Directions | Turn the lines of the items below, from the line holding "Target: vanity cabinet" through the last line of the items, both ends included, into a JSON list of strings with one string per line and blank lines left out.

Named object pointing items:
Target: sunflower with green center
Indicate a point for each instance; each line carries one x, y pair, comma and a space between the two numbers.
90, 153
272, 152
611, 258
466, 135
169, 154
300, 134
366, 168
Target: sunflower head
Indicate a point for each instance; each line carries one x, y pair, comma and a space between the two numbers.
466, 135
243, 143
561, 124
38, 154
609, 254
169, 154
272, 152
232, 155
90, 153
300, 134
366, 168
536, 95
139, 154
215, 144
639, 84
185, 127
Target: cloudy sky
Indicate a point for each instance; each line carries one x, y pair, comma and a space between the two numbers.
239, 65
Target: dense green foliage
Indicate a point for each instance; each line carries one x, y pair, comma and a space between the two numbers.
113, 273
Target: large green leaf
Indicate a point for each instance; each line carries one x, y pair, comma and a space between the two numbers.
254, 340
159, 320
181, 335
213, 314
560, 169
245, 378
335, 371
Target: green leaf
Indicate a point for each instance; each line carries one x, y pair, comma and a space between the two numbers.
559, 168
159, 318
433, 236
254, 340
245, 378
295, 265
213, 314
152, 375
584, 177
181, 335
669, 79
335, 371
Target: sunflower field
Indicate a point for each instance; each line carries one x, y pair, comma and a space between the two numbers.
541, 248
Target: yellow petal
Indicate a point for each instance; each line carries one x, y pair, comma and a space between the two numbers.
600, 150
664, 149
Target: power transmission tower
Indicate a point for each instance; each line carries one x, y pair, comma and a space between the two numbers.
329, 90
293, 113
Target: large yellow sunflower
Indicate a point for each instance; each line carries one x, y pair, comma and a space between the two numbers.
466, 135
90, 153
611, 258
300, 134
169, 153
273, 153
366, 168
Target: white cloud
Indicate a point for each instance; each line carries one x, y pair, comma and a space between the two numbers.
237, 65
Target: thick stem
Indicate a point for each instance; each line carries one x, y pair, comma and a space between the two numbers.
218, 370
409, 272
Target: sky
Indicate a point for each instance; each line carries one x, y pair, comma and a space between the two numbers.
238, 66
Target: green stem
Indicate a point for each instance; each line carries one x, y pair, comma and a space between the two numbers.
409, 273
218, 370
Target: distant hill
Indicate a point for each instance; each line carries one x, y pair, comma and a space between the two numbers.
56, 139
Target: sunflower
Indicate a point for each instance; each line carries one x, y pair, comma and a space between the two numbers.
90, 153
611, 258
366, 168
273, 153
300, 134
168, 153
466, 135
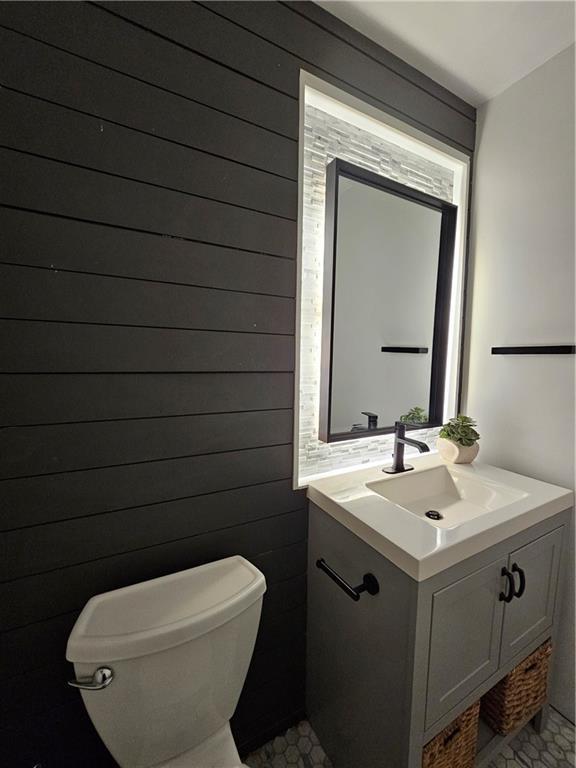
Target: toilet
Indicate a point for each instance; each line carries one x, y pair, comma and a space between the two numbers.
161, 664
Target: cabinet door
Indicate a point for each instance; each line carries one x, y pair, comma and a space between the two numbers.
464, 638
530, 614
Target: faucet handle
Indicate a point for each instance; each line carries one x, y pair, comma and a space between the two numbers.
372, 419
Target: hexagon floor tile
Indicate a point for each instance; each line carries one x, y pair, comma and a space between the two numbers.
553, 748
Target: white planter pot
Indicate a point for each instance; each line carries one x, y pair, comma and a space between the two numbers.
455, 453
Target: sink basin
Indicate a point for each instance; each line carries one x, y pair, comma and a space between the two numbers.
449, 497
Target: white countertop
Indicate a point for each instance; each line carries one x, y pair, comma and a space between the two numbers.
412, 543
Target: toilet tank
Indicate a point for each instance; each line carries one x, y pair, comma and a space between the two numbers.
179, 647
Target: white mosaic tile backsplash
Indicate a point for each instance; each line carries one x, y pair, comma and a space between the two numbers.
327, 137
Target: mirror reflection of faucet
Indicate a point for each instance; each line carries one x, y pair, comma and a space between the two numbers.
372, 422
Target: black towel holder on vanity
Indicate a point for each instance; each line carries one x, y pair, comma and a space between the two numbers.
541, 349
369, 582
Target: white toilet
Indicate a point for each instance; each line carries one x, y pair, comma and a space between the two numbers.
161, 664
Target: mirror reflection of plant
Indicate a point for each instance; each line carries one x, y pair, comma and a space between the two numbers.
415, 415
460, 430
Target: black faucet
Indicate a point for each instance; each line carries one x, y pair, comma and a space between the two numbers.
400, 440
372, 419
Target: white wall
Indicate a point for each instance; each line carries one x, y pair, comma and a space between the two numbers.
522, 292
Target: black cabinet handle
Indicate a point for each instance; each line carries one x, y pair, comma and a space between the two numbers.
511, 587
522, 588
369, 582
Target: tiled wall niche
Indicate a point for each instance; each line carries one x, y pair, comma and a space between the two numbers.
325, 137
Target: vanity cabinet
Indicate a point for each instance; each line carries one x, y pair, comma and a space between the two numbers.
387, 672
464, 638
526, 617
487, 618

Correct output |
[
  "Target: vanity cabinet",
  "Indicate a point for each instance; each line carries one x, y pair, comma and a space between the two numbers.",
  "387, 672",
  "464, 638",
  "526, 617",
  "487, 618"
]